Au cours de la vidéo « Voyage vers soi », Frédéric Lenoir relie les archétypes au processus d’individuation, qui vise à intégrer les différentes parts de la psyché pour devenir un individu complet. Les archétypes, en se manifestant dans nos vies (via des émotions fortes, des rêves ou des rencontres), nous poussent à explorer des aspects méconnus de nous-mêmes. Il souligne que Jung ne voyait pas les archétypes comme de simples concepts théoriques, mais comme des forces vivantes à explorer activement. Il encourage chacun à dialoguer avec ces archétypes, notamment à travers l’analyse des rêves ou des exercices d’imagination active (une sorte de méditation guidée où l’on interagit avec les figures de l’inconscient).

Pour Jung, les symboles ne sont pas de simples représentations, mais des ponts entre le conscient et l’inconscient, permettant à l’individu de se connecter à des vérités universelles.

3. LE SYMBOLISME de la Franc-maçonnerie

La Franc-maçonnerie, en tant que tradition initiatique, repose sur un riche corpus de symboles, de rituels et de mythes visant à guider l’initié vers une transformation intérieure et une compréhension plus profonde de l’univers. Le symbolisme maçonnique, bien que codifié dans des rituels spécifiques, est universel et intemporel, puisant dans des traditions aussi diverses que l’hermétisme, l’alchimie, la kabbale et les mystères antiques.

Les symboles maçonniques (l’équerre, le compas, le maillet, la pierre brute, le temple de Salomon, etc.) ne sont pas de simples métaphores, mais des outils de méditation et de transformation spirituelle. Ils fonctionnent comme des archétypes initiatiques, c’est-à-dire des images universelles qui relient l’individu à des vérités cosmiques et morales.

Le travail maçonnique consiste à polir la pierre brute, une métaphore de l’individuation ou de la quête de perfection intérieure.

Le rôle du rituel

Les rituels maçonniques, comme l’initiation ou l’élévation aux grades supérieurs, plongent l’initié dans un espace symbolique où il vit une expérience de mort et de renaissance, comparable aux visions mystiques de l’imaginal ou aux confrontations archétypiques de Jung. Ces rituels utilisent des images et des symboles (le cabinet de réflexion, le voyage initiatique, la lumière) pour provoquer un éveil spirituel.

L’équerre et le compas : Ils représentent l’équilibre entre la matière (l’équerre) et l’esprit (le compas), un thème central dans l’alchimie spirituelle.

Le temple de Salomon : Symbole du cosmos et de l’âme humaine, il incarne l’idée d’une construction intérieure harmonieuse.

La lumière : Métaphore de la connaissance et de l’illumination, elle évoque l’accès à une réalité supérieure.

4. COMPARAISON des trois approches

La convergence

Le rôle central du symbole :

Chez Corbin, le symbole est une réalité ontologique dans l’imaginal, un pont vers le divin.

-- -- --

# Consignes à suivre
Extrayez sans aucune modification, du texte sur le symbolisme ci-dessus, le passage commençant à « Le temple de Salomon : Symbole » et se terminant à « vers le divin. ».

Extraits de données d'annotation par points:
-- -- --

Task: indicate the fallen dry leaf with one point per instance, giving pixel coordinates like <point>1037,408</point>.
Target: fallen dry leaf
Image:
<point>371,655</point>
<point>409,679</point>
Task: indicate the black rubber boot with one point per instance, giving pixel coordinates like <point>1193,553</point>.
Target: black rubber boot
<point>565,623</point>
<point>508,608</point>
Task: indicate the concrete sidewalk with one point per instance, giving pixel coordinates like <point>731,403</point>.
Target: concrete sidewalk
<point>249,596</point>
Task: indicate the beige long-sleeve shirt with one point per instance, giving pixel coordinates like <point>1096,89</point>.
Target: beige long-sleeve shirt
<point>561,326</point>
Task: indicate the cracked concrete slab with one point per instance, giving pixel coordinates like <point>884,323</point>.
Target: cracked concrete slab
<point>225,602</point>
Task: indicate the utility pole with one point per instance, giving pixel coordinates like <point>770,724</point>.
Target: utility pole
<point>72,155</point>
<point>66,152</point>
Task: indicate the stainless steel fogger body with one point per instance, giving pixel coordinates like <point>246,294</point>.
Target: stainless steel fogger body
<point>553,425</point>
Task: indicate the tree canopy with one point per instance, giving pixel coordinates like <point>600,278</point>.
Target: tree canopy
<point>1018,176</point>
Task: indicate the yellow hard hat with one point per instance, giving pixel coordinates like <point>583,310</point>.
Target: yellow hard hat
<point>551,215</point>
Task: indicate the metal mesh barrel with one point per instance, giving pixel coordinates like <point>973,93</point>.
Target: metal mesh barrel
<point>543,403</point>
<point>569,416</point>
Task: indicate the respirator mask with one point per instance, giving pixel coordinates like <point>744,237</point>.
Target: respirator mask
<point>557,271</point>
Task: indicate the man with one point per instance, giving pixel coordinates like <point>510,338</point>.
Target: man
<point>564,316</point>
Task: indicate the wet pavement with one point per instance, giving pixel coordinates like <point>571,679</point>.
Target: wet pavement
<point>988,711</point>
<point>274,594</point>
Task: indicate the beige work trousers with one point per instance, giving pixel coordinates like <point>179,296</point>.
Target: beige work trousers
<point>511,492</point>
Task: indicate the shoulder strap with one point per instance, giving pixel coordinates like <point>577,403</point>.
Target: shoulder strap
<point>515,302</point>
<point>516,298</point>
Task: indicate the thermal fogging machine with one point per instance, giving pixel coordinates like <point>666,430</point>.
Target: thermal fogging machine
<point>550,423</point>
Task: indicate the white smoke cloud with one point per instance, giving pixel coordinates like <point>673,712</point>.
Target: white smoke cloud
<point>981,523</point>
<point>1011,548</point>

-- -- --

# Exercice corrigé
Le temple de Salomon : Symbole du cosmos et de l’âme humaine, il incarne l’idée d’une construction intérieure harmonieuse.

La lumière : Métaphore de la connaissance et de l’illumination, elle évoque l’accès à une réalité supérieure.

4. COMPARAISON des trois approches

La convergence

Le rôle central du symbole :

Chez Corbin, le symbole est une réalité ontologique dans l’imaginal, un pont vers le divin.